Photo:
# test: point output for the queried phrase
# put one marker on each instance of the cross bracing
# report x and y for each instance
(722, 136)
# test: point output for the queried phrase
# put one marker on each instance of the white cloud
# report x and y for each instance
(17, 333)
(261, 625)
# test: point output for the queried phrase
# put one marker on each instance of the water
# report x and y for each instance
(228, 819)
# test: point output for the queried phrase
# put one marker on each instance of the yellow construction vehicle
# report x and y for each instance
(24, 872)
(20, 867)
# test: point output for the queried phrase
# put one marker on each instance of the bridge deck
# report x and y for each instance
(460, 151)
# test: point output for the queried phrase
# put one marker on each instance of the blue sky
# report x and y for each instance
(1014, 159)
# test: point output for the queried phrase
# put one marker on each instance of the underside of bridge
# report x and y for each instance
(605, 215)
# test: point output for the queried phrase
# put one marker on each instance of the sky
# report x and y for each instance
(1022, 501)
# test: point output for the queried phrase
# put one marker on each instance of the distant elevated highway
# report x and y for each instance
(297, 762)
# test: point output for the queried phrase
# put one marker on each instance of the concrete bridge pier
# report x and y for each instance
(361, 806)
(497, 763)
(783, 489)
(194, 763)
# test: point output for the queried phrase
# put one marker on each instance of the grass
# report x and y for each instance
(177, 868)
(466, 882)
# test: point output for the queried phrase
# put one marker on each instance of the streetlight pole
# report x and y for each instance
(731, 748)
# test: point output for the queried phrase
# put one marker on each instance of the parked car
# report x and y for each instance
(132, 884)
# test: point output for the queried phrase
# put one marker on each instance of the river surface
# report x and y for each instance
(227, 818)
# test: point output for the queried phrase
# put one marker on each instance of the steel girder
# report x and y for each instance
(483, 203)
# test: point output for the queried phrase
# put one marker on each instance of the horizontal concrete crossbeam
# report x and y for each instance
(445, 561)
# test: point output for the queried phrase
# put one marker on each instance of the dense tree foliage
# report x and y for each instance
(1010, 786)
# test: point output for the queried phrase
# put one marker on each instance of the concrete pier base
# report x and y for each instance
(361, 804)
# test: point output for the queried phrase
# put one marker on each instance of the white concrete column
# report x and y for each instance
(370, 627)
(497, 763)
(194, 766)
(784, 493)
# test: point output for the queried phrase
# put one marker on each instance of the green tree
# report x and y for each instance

EXERCISE DESCRIPTION:
Extract each line of the material above that contains the string "bridge".

ANSWER:
# put one marker on each instance of the bridge deck
# put one marker on each instance of the underside of bridge
# put one marker on each instance of the concrete bridge pier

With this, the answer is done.